▶ **Exercise details**:
What you return should match the data word for word, minus the images.

(Natural-language object grounding data)

>>>>

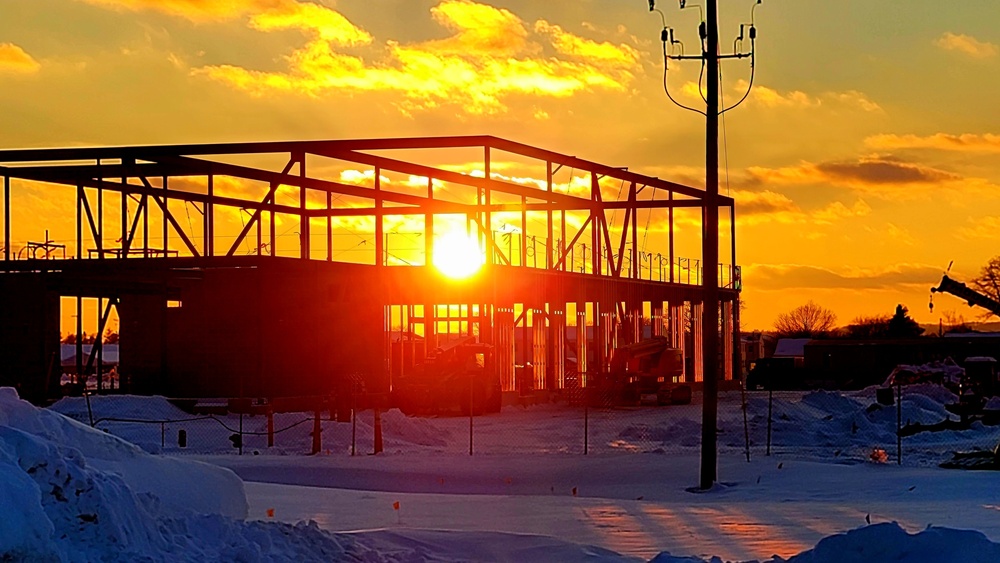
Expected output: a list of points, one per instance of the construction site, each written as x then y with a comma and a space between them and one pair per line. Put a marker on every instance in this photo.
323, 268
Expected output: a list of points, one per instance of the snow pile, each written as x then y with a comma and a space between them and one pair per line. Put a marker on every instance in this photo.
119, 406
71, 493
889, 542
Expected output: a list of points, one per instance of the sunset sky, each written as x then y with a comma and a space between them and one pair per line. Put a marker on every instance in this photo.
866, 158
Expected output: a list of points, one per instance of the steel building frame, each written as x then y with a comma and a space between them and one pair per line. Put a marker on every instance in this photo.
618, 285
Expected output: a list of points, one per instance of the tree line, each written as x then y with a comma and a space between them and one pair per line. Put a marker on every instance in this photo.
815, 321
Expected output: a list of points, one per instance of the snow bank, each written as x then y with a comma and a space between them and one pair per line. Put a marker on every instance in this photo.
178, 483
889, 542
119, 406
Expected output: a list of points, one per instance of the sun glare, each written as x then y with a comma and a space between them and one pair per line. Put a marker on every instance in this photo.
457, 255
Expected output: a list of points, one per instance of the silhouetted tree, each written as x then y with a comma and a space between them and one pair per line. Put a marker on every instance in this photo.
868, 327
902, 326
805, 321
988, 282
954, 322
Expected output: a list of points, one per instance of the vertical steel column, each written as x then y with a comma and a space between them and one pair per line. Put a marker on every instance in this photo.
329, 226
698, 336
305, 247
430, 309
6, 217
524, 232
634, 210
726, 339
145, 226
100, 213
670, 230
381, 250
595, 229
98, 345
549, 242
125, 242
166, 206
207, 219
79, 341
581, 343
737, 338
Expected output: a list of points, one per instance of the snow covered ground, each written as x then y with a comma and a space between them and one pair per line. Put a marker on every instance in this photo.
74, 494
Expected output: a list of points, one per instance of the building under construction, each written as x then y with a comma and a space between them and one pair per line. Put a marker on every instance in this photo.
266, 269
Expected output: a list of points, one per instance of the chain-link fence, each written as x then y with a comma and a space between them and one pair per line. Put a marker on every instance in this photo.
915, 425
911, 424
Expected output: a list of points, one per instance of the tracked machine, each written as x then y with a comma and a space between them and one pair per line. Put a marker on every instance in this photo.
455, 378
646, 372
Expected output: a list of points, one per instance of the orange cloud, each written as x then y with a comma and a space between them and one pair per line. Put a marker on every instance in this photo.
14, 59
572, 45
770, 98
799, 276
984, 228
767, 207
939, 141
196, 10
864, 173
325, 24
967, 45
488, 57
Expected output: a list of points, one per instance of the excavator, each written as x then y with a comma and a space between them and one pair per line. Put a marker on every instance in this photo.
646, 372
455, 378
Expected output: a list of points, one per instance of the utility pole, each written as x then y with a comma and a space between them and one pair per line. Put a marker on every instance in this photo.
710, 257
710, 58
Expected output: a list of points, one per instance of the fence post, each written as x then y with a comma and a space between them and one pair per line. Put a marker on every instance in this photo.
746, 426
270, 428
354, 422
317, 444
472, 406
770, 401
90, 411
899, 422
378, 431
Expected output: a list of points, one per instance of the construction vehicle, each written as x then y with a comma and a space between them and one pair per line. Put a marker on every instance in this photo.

<<<<

▶ **Task answer**:
Expected output: a list of points, one per instance of the construction site, each written as x then y with a comma and a space between them and one pair per line. Put a marker on every instance in this photo.
323, 268
Expected output: a list of points, one per instance of the snow pile, each written as x then y with a comma and a space between them and one pair per line. Put a marker on every instance in this photo.
119, 406
71, 493
889, 542
Expected output: a list of points, one per instance of the sunset sky, each written as x then y with a comma and a space between them and one pair per line. Put a marker on every instance in this photo.
866, 158
Expected output: a list of points, one per instance of the steel building frame, each written as x then y with a comma and a space between them and one pair per line. Put a marker on every instance in this photo.
618, 285
Expected output: a list of points, one per instance of the tree line, each written as x then y with a comma and a space between them and one pair per line. Put a marker on every instance in this photo.
815, 321
Expected output: a list of points, one per instance of the snow bank, each written as x then y with a comma and a space between them and one pair per line. Put a marker on every instance in this photo.
178, 483
889, 542
119, 406
Expected output: a list of points, one per instance of the sun glare, each written as x then y with a comma and a space between them and one pair per line. Put a marker on every instance in this photo.
457, 255
Expected output: a list of points, one per instance of the silhouetted tree, each written as x then y with a comma and a space between them and one pair per line. Put a marker on every instance in this photo.
868, 327
902, 326
805, 321
988, 282
954, 322
Expected output: a list of points, one per instance of the vertical steel column, each written as x then y with a comma and a space between them and one pair per line. Put a marker on every instance in this photo.
329, 226
698, 336
305, 247
430, 309
6, 217
524, 232
634, 210
726, 339
145, 226
100, 213
670, 230
381, 250
595, 229
98, 345
549, 242
125, 242
166, 206
207, 219
79, 341
581, 343
737, 338
Expected output: a list of points, one per instance of the snow covered ground, each written as x then y with a comma and a space between them and one pair per line. Put a marker on every instance in this photo.
74, 494
Expected output: a list of points, one per instance of the building under construction, each written as x then y with a comma and a space between them and one pair per line. Put a marker on every instance in this photo.
266, 269
Expected output: a list of points, one per instance of the chain-link fence, each written as x then y with a comma and a space between them and one pair per line. Put a marker on every instance in this photo.
915, 425
911, 424
Expected output: a list of points, one per instance of the tracked machine, each written as x then y with a comma and a space between them and one pair per line. Put a marker on every instance in this photo.
455, 378
646, 372
Expected output: a list of points, one per instance of the orange cloud, each written as x then y with a comma and a space between them and one pair per line. Put a marker on every instance in this photo.
14, 59
572, 45
770, 98
799, 276
984, 228
767, 207
939, 141
196, 10
864, 173
325, 24
967, 45
488, 57
Expected output: a list of points, one per instance of the excavator, each written as x then y with a comma and a space between them and one pair per line. Put a marker on every instance in this photo.
646, 372
455, 378
Expected output: a list of points, one per instance of the utility pole, each written as x then y with a comma and a space between them and one pair per line. Put a marker on every instance in this photo.
710, 257
710, 58
Expected output: a list of points, one per instance of the fence post, each written as x then y with a comma and a space between them and one pair per line. Put a marker on every instance in this photo.
746, 426
270, 428
354, 422
317, 444
472, 406
770, 401
90, 411
899, 422
378, 431
Expected output: a list of points, one per instance of the construction vehicle, each written as x then y with a comma and a space between them and one pair per line. Put a marker on every instance in this photo.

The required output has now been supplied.